Text shown:
-- START --

During the pre-processing some “virtual thermocouples” were placed in the same positions as the real thermocouples’ tips and in the centre of the tensile test specimens in order to record the simulated cooling curves and to get the simulated mechanical properties and microstructures results (Fig. 9).

For the simulated cooling curve of the thermocouples T2 and T4 the first derivative was calculated as if it was made for the real component. For each thermocouple both the cooling curves and its first derivative were compared (Fig. 10). In the solidification field the simulated results concurred with the experimental results. Only at the beginning, there are some mismatches due to the thermal inertia of the thermocouple coating as discussed previously. Looking at the solidification time we can find that the predicted and actual corresponded perfectly (Table 2).
As mentioned before only Thermocouple T4 was measured after the solidification, but still the simulated curve matches well the experimental data.

Fig. 12 - Measured vs. calculated A%

Fig. 13 - strain hardening phenomena and the effect on A%

The mechanical properties and microstructure have been predicted using MAGMAiron: we simulated 0.2% Proof Strength (Rp0.2), tensile Strength (Rm) and Elongation (A%). MAGMAiron supplies for each of the mentioned properties, three values: minimum, medium and maximum. In Fig. 11 the measured vs. calculated values of Rp0.2 and of Rm are respectively shown. For both the two properties we considered only the minimum value since it matches the measured value the best, while both mean and maximum values were skipped since they are not aligned to the usual values we see in standard production. In Table 3 a summary of the maximum and mean percentage errors are reported for both the two values.

For A%, instead, all the three supplied values (min., mean, max.) were considered since there was not a clear trend in choosing one of them (Fig. 12). In Table 4 a summary is presented: in this case we added a value “Best Fit” where we calculated the max., and mean percentage error choosing for each comparison the closer of the three.

The difference between the calculated and measured values can be due to set-up of the melt treatment in the simulation software that can be tuned to get a better prediction of the microstructure and in the strain hardening behavior of the material. In Fig. 13 an example is shown: since the Rm values are in the area of the flattening of the stress strain curve a small change in the Rm can produce a huge effect on the A%.

-- END --

Supplied entries:
-- START --

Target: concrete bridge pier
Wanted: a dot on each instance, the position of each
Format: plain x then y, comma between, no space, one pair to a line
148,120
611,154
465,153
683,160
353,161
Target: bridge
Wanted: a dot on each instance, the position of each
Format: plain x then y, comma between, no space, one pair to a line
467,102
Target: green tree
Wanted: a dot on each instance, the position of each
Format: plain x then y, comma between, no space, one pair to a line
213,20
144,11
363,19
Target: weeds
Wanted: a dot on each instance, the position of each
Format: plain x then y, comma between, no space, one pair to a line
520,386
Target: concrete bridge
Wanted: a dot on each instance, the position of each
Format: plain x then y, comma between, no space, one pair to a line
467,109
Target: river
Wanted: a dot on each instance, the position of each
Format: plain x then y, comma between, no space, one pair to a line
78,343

-- END --

What you have to do:
Answer from the simulation text:
(a) Which thermocouple was measured after the solidification?
(b) Of the three values MAGMAiron supplies, which one was considered for Rp0.2 and Rm?
(c) What value was added to the summary in Table 4?

Written reply:
(a) Thermocouple T4.
(b) The minimum value.
(c) A "Best Fit" value, with the max. and mean percentage error calculated by choosing, for each comparison, the closest of the three values.